Material shown:
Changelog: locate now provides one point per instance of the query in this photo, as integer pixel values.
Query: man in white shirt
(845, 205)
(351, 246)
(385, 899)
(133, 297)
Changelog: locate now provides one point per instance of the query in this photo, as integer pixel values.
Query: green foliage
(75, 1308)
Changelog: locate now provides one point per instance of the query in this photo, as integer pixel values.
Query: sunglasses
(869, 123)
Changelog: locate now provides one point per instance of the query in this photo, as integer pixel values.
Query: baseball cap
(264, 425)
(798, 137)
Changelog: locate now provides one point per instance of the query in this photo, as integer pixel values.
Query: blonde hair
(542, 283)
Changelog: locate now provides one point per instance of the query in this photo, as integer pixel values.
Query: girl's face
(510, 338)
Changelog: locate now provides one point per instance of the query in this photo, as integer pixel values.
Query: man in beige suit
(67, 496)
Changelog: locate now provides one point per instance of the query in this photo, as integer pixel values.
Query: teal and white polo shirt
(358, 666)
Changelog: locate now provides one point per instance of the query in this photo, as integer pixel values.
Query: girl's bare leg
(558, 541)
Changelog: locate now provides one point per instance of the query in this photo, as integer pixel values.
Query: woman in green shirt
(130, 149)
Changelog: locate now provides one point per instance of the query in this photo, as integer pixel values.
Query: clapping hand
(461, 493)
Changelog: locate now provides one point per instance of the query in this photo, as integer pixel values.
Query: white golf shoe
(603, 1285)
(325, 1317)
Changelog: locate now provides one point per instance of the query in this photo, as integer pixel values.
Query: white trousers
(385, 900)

Written instruction:
Extract each line of the data above that contains the word "white". Letter case matters when matching.

Exercise solution:
Query: man in white shirt
Query: teal and white polo shirt
Query: white golf shoe
Query: white trousers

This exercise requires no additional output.